[Location labeling records]

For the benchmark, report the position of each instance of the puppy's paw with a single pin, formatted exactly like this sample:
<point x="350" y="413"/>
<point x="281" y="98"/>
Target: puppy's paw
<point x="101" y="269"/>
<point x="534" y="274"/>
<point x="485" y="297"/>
---
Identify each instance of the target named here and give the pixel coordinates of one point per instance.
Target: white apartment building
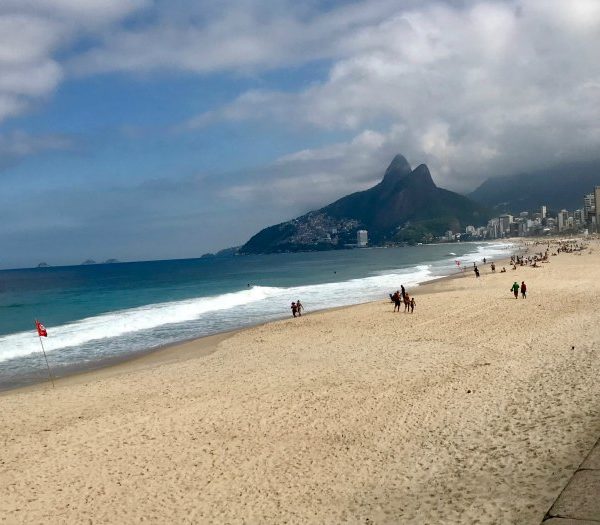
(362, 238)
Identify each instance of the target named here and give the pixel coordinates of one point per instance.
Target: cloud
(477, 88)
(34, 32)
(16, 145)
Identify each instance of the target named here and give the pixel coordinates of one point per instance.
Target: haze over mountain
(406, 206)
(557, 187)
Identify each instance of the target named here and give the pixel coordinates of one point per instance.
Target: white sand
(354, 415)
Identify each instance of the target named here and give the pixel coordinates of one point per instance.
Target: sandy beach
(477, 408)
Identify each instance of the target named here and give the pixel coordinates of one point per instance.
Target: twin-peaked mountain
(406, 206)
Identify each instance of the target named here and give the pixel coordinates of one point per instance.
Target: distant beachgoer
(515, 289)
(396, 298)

- [Directions for this task] Pull out each line of the records above that contains the word "mountain" and list those lines.

- [Completed exercise]
Target: haze over mountain
Target: twin-peaked mountain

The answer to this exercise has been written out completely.